■ TASK: Could you express everything from the line containing "Expected behaviour: for every instance of the solar panel" down to the line containing "x=849 y=257" as a Markdown table with the columns Nr and Line, skipping blank lines?

──────── SUPPLIED RECORDS

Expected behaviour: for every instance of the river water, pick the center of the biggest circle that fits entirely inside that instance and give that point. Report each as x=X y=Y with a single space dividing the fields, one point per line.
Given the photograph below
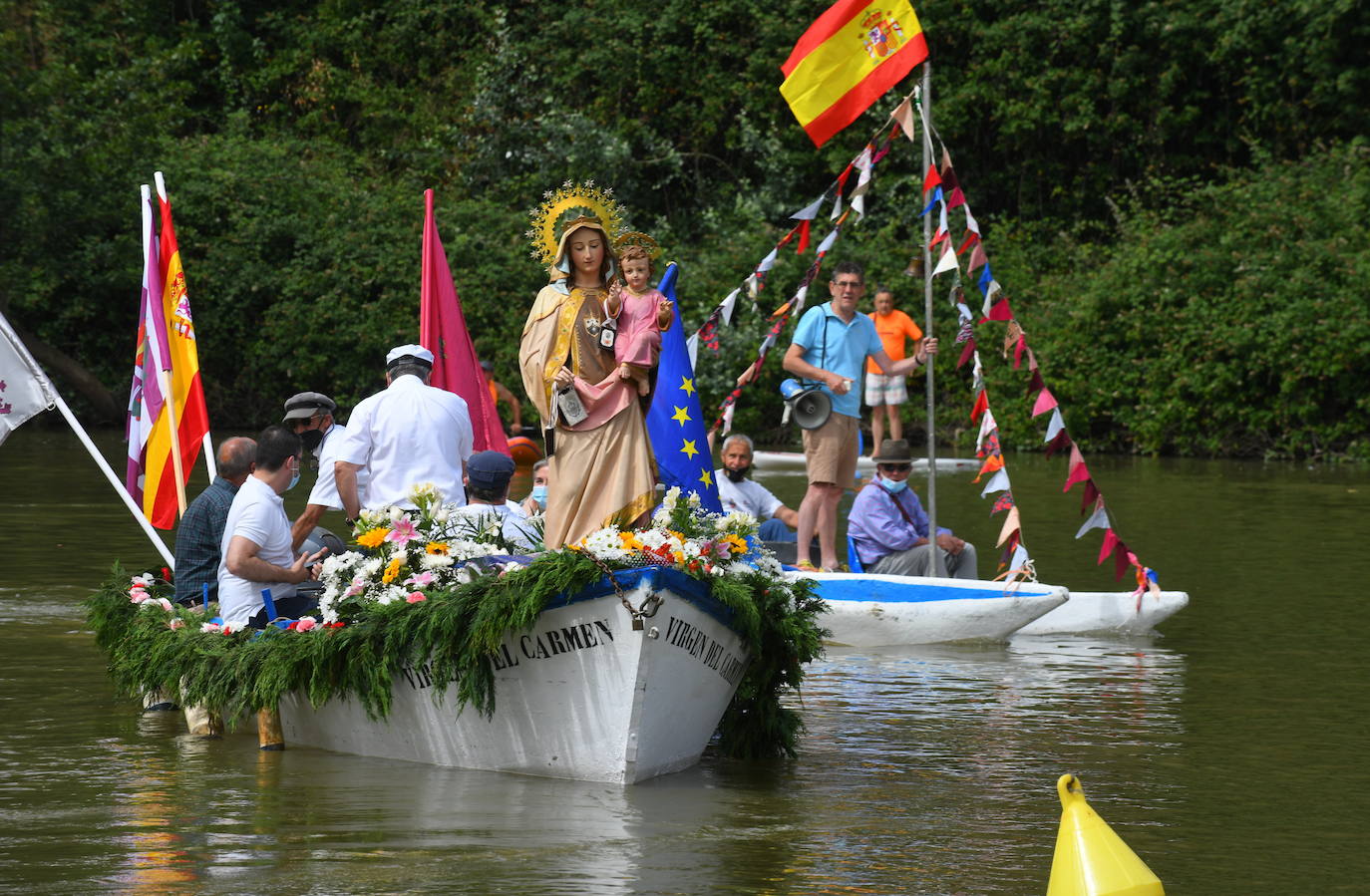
x=1227 y=750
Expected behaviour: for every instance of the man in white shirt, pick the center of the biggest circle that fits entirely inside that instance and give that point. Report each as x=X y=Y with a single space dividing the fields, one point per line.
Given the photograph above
x=737 y=492
x=488 y=475
x=310 y=414
x=406 y=435
x=256 y=537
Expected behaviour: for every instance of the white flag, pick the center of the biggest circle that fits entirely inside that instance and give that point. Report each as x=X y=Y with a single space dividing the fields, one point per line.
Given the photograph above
x=25 y=391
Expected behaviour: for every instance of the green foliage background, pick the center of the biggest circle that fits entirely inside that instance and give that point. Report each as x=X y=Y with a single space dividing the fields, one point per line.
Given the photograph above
x=1173 y=193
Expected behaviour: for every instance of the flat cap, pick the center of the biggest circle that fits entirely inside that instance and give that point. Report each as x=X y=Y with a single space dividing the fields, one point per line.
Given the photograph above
x=301 y=406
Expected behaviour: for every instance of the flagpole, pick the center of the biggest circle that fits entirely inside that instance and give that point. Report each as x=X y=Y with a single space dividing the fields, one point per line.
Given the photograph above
x=934 y=559
x=118 y=486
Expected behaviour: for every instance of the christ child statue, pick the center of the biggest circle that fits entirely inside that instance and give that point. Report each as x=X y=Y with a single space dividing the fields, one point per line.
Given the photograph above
x=645 y=313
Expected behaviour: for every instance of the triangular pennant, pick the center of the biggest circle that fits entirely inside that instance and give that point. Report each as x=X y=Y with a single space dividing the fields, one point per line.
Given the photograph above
x=1099 y=519
x=1055 y=424
x=1046 y=402
x=981 y=405
x=997 y=482
x=1107 y=547
x=1122 y=559
x=809 y=211
x=977 y=256
x=930 y=178
x=1011 y=525
x=947 y=263
x=1091 y=494
x=904 y=116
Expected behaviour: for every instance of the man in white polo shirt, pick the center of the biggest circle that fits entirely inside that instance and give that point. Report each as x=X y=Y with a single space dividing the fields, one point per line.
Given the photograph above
x=405 y=435
x=256 y=537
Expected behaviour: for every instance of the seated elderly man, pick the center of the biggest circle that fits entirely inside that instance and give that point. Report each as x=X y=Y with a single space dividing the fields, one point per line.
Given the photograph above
x=889 y=526
x=739 y=492
x=488 y=475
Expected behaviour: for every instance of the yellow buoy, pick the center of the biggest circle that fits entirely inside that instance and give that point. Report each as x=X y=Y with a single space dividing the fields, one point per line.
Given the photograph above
x=1091 y=859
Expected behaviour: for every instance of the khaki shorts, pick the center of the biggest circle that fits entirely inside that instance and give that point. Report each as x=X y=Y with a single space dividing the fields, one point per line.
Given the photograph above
x=831 y=449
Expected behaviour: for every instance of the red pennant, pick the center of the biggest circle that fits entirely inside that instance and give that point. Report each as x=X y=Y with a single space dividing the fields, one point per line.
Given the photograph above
x=966 y=352
x=1046 y=401
x=1107 y=547
x=930 y=179
x=1000 y=311
x=1091 y=496
x=981 y=405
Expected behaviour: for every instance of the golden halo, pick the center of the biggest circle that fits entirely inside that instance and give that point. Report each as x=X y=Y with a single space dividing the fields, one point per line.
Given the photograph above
x=582 y=200
x=637 y=237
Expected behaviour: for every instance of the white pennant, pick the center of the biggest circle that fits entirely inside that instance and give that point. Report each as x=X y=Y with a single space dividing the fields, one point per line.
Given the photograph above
x=970 y=222
x=809 y=211
x=997 y=482
x=948 y=260
x=1098 y=519
x=729 y=304
x=1055 y=425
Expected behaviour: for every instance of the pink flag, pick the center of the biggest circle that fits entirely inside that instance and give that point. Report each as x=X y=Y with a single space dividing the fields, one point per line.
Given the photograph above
x=443 y=332
x=1046 y=402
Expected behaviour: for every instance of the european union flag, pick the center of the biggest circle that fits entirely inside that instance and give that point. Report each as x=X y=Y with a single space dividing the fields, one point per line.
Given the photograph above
x=676 y=420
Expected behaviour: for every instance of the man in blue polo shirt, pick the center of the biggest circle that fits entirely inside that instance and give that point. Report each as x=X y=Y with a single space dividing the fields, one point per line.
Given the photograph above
x=831 y=347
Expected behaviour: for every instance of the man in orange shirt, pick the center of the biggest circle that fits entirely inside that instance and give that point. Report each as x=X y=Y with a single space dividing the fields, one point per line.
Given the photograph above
x=886 y=394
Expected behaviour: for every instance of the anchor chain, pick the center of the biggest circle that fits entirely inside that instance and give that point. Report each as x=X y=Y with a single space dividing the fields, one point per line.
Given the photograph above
x=649 y=604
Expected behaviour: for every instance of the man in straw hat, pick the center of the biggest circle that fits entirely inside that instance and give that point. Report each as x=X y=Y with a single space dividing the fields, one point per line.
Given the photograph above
x=406 y=435
x=889 y=526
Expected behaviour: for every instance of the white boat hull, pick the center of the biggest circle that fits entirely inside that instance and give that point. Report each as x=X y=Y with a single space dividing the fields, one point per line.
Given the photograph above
x=579 y=695
x=1109 y=611
x=868 y=610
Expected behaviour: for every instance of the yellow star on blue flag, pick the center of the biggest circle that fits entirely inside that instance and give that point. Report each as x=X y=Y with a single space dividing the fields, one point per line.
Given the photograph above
x=676 y=420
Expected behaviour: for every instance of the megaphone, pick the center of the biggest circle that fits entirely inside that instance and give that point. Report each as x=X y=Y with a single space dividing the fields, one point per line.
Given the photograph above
x=809 y=405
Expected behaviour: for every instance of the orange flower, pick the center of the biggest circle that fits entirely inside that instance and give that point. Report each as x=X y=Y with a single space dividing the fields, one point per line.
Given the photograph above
x=373 y=538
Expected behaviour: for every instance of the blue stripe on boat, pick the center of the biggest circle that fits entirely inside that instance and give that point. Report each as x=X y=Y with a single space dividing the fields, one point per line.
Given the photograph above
x=840 y=589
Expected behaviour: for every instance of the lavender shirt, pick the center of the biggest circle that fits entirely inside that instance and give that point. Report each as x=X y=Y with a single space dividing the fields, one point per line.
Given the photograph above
x=877 y=526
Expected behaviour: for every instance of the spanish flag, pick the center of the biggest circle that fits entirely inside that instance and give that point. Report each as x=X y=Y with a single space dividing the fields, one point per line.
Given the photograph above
x=192 y=421
x=849 y=59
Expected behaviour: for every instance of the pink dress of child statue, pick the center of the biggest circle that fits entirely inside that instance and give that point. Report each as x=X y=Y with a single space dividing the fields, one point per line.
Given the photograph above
x=643 y=315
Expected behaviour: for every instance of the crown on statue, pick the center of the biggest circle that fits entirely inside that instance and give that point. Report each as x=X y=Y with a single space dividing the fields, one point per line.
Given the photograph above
x=637 y=237
x=567 y=205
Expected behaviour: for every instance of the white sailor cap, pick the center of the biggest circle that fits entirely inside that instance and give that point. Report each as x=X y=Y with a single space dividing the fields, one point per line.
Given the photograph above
x=409 y=354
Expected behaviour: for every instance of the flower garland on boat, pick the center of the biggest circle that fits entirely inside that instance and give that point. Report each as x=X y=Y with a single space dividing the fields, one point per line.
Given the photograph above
x=439 y=589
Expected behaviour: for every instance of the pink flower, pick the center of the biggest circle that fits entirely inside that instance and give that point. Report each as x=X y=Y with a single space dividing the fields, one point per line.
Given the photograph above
x=403 y=532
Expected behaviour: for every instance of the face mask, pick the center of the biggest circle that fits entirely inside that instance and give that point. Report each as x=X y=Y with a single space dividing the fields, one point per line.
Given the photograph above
x=311 y=439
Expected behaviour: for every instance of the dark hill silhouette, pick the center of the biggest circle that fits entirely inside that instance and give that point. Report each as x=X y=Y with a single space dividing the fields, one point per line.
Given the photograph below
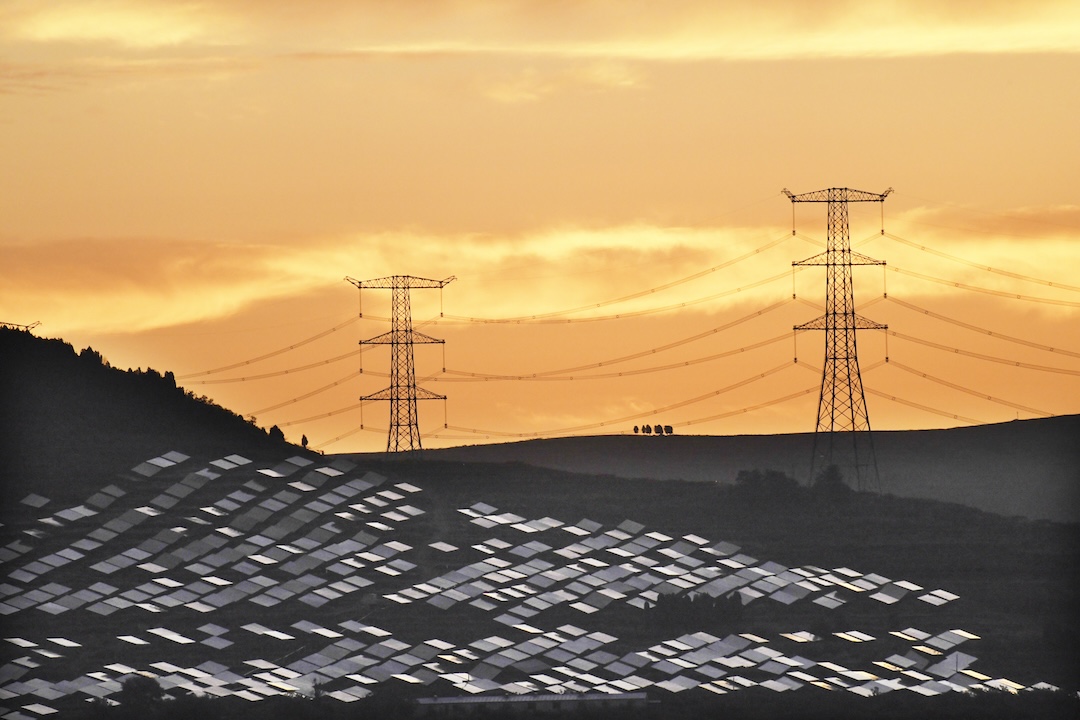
x=1028 y=467
x=66 y=415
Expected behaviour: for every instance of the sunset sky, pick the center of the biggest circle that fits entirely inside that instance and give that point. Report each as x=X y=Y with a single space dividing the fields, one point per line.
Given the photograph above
x=185 y=186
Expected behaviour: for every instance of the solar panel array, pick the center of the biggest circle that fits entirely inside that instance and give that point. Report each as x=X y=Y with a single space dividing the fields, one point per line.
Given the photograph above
x=163 y=572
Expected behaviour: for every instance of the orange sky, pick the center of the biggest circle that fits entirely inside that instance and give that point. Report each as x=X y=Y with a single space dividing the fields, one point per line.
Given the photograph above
x=185 y=185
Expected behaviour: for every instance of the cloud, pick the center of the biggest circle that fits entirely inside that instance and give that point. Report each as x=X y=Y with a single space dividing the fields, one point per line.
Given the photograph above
x=696 y=29
x=133 y=25
x=1031 y=222
x=531 y=84
x=110 y=285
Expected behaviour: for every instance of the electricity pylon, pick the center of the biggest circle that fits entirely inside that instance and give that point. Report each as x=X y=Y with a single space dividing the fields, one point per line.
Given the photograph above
x=841 y=406
x=403 y=392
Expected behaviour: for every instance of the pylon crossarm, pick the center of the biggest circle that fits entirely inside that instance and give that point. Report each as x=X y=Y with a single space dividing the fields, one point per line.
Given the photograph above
x=837 y=194
x=860 y=323
x=385 y=339
x=427 y=339
x=400 y=281
x=388 y=394
x=849 y=257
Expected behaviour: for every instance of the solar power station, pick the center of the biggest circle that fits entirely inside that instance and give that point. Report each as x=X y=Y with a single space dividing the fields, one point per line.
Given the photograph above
x=233 y=576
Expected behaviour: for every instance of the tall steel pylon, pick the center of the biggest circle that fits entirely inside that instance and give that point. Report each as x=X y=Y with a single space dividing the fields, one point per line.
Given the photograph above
x=841 y=406
x=403 y=392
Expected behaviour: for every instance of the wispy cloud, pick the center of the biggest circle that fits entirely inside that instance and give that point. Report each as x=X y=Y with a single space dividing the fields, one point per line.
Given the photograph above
x=689 y=29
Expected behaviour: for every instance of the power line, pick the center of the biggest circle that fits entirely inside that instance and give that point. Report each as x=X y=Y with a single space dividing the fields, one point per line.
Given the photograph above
x=271 y=354
x=279 y=374
x=998 y=271
x=633 y=296
x=1015 y=406
x=894 y=398
x=975 y=288
x=644 y=353
x=322 y=416
x=563 y=431
x=293 y=401
x=477 y=377
x=977 y=328
x=991 y=358
x=901 y=399
x=635 y=313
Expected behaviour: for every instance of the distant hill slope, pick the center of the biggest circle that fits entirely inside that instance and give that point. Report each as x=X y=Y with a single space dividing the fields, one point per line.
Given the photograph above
x=1029 y=467
x=66 y=416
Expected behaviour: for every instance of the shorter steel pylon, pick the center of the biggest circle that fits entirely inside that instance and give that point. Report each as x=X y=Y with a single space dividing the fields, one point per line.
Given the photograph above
x=403 y=392
x=841 y=405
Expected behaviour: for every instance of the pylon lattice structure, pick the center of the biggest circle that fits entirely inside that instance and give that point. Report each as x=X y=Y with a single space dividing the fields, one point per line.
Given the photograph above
x=403 y=392
x=841 y=406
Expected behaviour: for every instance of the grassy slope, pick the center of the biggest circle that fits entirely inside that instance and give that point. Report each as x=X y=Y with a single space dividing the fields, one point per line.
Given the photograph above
x=1028 y=467
x=71 y=421
x=71 y=424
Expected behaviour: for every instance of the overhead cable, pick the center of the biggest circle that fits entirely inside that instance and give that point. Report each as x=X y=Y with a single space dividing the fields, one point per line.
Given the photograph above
x=480 y=377
x=644 y=353
x=998 y=271
x=594 y=425
x=271 y=354
x=987 y=290
x=977 y=328
x=991 y=358
x=633 y=296
x=279 y=374
x=293 y=401
x=1015 y=406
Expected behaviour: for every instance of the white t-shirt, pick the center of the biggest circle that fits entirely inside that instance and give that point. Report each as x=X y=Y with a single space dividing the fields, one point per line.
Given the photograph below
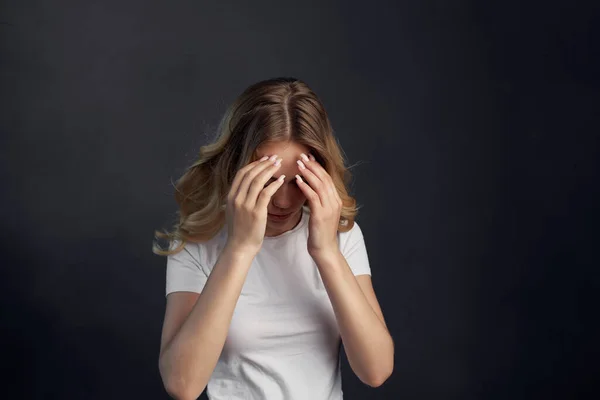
x=283 y=342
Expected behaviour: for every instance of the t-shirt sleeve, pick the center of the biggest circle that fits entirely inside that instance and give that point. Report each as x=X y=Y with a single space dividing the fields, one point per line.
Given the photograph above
x=184 y=270
x=355 y=250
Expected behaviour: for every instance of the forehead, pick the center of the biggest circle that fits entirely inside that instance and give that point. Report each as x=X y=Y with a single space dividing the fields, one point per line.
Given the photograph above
x=282 y=149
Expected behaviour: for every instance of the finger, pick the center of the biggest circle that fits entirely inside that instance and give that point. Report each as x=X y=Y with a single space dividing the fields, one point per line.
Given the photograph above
x=242 y=194
x=315 y=183
x=265 y=195
x=319 y=171
x=240 y=175
x=315 y=168
x=309 y=193
x=259 y=182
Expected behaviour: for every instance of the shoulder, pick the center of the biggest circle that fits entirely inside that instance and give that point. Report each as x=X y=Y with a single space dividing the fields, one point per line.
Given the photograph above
x=203 y=254
x=350 y=238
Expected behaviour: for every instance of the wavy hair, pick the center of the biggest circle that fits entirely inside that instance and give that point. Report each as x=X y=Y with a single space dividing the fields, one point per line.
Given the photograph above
x=273 y=110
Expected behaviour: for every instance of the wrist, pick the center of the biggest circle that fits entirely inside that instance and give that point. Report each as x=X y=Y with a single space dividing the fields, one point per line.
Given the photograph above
x=325 y=255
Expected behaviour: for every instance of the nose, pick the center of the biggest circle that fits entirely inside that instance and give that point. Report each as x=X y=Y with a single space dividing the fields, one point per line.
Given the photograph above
x=281 y=198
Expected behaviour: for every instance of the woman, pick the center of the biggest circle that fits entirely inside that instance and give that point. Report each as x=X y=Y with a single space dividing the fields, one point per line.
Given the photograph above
x=267 y=269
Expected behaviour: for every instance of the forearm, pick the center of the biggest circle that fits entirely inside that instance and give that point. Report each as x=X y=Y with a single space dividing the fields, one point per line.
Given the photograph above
x=190 y=358
x=367 y=342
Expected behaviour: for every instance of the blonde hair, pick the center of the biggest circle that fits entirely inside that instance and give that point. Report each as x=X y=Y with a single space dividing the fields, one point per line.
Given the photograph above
x=274 y=110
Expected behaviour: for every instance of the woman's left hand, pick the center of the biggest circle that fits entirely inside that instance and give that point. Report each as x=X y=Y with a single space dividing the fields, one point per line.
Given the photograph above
x=325 y=207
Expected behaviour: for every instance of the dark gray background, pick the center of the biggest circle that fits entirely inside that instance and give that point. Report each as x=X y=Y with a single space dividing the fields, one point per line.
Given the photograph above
x=473 y=127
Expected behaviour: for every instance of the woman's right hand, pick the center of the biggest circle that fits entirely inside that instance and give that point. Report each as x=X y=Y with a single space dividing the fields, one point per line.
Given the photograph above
x=247 y=201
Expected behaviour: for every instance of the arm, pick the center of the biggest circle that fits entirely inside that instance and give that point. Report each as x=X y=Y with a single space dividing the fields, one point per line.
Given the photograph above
x=367 y=342
x=194 y=334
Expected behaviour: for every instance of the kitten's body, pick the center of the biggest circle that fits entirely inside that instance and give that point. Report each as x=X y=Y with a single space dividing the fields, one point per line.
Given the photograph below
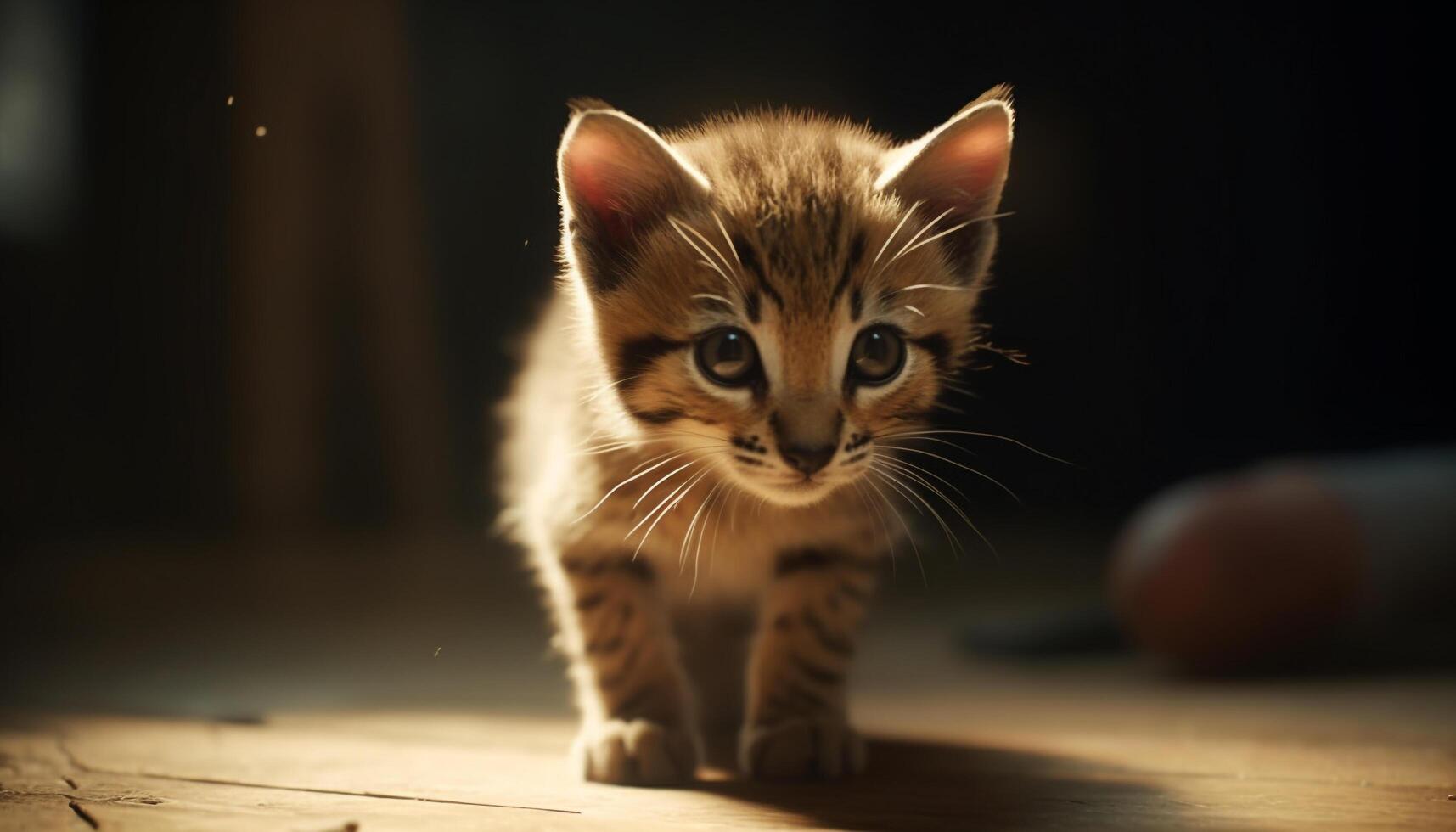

────────────────

■ ANSWER TO THE TASK:
| Nr | Line |
|---|---|
| 1 | Expected behaviour: for every instance of the solar panel array, pick the center of the biggest circle that fits entirely inside that instance and give that point. Report each as x=X y=Y with a single space dividing the fields, one point per line. |
| 2 | Given the photograph above |
| 3 | x=163 y=572 |
| 4 | Expected behaviour: for every instance of the orange sky, pick the center of the biggest circle that fits entirely inside that instance and give that point. Report each as x=X y=Y with a single space dividing the fields, one point per line. |
| 5 | Given the photograph above |
| 6 | x=185 y=185 |
| 7 | Expected behaviour: for every instance of the cloud, pick the center of the biggest circle that fits entirely inside that instance and give that point. Report each as x=X y=Y with a single space dividing the fields, one point per line. |
| 8 | Given the photograph above |
| 9 | x=696 y=29 |
| 10 | x=133 y=25 |
| 11 | x=1031 y=222 |
| 12 | x=531 y=84 |
| 13 | x=110 y=285 |
| 14 | Expected behaviour: for every instance of the electricity pylon, pick the center of the biggest circle that fits entirely inside that instance and give that point. Report each as x=X y=Y with a single space dividing the fields, one point per line. |
| 15 | Given the photograph above |
| 16 | x=841 y=406 |
| 17 | x=403 y=392 |
| 18 | Expected behaviour: for every instance of the pylon crossarm, pick the center of the biggest circle that fits entirely inside that instance and give that point. Report each as x=X y=Y with a single space dividing the fields, one point per line. |
| 19 | Given the photograph above |
| 20 | x=837 y=194 |
| 21 | x=860 y=323 |
| 22 | x=385 y=339 |
| 23 | x=427 y=339 |
| 24 | x=400 y=281 |
| 25 | x=388 y=394 |
| 26 | x=849 y=257 |